TASK = Rewrite the records from the line that contains "Target: dirt ground" through the end, replacing "boundary" with "border" and leaving everything else unchanged.

[START RECORDED INFORMATION]

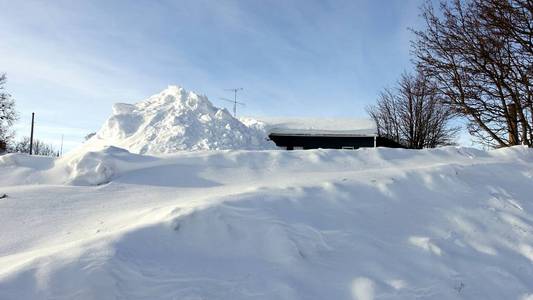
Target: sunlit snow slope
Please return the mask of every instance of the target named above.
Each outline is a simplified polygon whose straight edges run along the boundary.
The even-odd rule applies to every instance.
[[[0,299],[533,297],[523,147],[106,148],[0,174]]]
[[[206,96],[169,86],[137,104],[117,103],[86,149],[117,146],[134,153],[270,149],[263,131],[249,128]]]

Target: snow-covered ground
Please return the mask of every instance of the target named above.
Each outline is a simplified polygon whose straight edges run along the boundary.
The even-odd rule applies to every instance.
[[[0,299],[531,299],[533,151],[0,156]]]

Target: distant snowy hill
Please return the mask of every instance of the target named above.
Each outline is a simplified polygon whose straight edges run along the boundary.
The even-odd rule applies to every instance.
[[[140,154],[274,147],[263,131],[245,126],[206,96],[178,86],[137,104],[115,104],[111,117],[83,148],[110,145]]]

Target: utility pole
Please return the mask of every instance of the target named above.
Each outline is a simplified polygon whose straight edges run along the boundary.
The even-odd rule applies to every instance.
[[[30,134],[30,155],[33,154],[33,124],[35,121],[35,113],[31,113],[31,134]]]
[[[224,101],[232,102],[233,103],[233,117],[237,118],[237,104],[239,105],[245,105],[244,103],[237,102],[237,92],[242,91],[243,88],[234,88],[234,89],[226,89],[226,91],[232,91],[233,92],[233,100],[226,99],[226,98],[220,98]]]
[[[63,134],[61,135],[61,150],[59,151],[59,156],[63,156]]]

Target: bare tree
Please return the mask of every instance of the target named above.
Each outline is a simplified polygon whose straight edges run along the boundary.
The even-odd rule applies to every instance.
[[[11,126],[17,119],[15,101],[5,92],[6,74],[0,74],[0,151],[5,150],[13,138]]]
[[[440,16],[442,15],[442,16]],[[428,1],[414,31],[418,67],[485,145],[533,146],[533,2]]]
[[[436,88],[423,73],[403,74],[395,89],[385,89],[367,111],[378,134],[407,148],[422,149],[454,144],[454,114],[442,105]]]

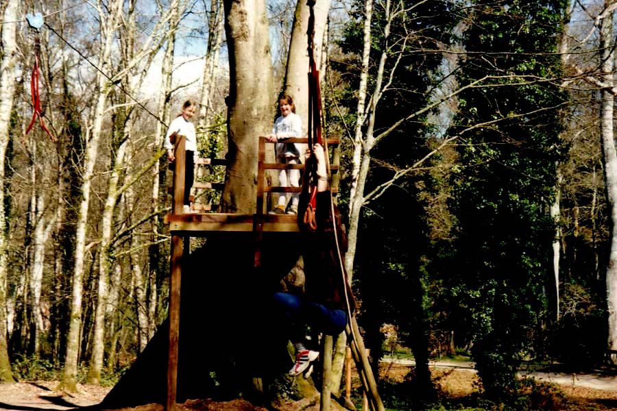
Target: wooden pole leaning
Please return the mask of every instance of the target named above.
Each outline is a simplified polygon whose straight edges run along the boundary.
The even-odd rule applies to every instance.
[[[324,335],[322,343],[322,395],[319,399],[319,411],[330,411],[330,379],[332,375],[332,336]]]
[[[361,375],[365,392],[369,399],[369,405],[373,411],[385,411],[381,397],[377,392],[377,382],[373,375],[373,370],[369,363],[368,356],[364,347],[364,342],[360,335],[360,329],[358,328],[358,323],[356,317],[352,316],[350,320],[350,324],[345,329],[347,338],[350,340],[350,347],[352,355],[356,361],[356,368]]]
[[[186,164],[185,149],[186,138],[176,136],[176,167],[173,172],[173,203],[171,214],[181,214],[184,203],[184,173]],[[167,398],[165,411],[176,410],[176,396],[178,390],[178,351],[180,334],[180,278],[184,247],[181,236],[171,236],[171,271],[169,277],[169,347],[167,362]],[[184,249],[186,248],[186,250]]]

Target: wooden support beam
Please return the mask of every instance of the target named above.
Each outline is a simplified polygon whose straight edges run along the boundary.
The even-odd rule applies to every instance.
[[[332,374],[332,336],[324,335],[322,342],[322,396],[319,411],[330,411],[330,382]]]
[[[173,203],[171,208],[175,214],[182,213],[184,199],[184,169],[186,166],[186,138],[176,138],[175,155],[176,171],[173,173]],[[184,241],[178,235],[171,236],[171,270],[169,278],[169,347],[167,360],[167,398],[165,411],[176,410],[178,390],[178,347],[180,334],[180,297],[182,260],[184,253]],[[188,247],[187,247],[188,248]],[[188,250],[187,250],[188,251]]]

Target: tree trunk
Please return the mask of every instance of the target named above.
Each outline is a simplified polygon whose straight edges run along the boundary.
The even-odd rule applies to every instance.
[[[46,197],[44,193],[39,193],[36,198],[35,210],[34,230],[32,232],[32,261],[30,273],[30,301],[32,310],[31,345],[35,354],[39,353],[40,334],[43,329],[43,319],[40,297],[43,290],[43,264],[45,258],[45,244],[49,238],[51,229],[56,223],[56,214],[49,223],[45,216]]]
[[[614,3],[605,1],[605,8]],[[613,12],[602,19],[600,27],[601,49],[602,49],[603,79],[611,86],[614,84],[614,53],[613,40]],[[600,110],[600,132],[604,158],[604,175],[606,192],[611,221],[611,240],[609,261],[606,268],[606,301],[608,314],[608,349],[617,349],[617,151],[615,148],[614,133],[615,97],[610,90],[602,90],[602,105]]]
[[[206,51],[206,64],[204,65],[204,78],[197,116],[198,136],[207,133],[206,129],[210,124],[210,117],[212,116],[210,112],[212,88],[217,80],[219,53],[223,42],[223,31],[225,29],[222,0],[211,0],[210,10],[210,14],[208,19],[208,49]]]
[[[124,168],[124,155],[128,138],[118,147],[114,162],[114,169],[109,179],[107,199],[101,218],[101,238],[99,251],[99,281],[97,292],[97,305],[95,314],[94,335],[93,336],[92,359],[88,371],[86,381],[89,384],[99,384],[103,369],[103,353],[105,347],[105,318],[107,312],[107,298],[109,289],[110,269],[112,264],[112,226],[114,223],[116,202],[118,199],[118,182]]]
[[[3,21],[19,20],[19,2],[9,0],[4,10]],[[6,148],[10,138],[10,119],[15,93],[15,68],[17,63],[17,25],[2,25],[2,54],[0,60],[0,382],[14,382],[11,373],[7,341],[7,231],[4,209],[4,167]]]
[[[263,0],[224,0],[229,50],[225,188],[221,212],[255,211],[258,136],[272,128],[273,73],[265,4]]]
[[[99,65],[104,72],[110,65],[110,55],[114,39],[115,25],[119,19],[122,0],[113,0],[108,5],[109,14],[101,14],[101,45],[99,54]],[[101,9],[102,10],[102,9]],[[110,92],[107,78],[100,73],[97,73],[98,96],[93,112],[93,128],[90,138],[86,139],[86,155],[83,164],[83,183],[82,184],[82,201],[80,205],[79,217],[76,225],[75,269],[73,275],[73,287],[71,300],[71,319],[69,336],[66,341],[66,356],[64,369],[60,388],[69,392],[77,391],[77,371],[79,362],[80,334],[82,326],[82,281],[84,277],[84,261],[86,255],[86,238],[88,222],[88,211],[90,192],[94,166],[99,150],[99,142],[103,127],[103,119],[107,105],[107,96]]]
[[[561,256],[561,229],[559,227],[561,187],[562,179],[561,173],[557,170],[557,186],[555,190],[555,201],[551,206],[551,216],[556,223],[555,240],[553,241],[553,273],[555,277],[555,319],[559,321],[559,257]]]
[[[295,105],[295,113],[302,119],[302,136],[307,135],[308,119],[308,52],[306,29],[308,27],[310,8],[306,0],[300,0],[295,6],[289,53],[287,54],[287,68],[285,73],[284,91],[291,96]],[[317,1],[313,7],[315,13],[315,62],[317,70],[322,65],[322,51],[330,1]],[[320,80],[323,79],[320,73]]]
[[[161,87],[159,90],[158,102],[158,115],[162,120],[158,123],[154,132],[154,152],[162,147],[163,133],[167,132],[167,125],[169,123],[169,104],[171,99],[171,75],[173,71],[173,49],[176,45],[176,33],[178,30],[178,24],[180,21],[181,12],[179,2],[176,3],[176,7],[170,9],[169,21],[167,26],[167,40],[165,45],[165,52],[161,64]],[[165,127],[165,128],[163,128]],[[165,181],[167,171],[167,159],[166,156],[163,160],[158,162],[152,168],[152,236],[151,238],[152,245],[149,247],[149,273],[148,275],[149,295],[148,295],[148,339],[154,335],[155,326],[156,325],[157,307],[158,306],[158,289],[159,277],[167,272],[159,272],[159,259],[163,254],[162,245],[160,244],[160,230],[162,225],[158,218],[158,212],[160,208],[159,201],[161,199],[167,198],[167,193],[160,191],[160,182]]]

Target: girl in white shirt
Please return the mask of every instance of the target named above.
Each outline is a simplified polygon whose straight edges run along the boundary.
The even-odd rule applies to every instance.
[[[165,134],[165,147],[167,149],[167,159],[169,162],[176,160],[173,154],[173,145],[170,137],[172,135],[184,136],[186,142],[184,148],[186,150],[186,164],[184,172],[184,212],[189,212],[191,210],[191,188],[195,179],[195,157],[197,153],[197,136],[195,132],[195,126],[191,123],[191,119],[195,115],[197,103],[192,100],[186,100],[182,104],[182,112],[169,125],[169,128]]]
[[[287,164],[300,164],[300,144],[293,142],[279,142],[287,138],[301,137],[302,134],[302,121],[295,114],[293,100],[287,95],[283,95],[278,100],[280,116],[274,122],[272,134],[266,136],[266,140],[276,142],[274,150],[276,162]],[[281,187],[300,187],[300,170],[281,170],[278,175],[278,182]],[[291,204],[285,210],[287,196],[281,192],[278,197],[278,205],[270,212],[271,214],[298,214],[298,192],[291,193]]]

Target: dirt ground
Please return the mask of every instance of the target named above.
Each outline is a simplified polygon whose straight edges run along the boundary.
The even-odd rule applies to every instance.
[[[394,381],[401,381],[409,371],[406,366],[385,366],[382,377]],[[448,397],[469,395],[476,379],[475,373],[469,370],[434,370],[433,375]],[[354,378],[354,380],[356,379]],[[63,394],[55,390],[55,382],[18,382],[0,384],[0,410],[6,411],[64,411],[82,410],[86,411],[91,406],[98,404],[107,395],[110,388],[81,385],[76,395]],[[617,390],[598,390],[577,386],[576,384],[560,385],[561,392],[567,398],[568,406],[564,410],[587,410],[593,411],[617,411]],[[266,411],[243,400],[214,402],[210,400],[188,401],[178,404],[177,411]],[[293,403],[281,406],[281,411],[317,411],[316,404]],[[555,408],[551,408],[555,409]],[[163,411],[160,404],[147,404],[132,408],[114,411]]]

[END RECORDED INFORMATION]

WRITTEN ANSWER =
Target: dirt ground
Please return the mask of every instance of the target named above.
Each outline is a simplified polygon whose straight edges run along the border.
The even-odd rule applies to every instance.
[[[394,381],[401,381],[409,371],[406,366],[385,366],[382,377]],[[448,397],[469,395],[476,379],[475,373],[469,370],[434,370],[433,375]],[[354,378],[354,380],[356,379]],[[63,394],[55,390],[55,382],[18,382],[0,384],[0,410],[6,411],[64,411],[82,410],[86,411],[91,406],[98,404],[107,395],[110,388],[81,385],[76,395]],[[617,390],[598,390],[577,386],[576,384],[560,385],[561,392],[567,398],[568,406],[564,410],[587,410],[593,411],[617,411]],[[266,411],[243,400],[214,402],[210,400],[188,401],[178,404],[177,411]],[[293,403],[281,406],[281,411],[317,411],[316,404]],[[555,408],[551,408],[555,409]],[[163,411],[160,404],[147,404],[132,408],[114,411]]]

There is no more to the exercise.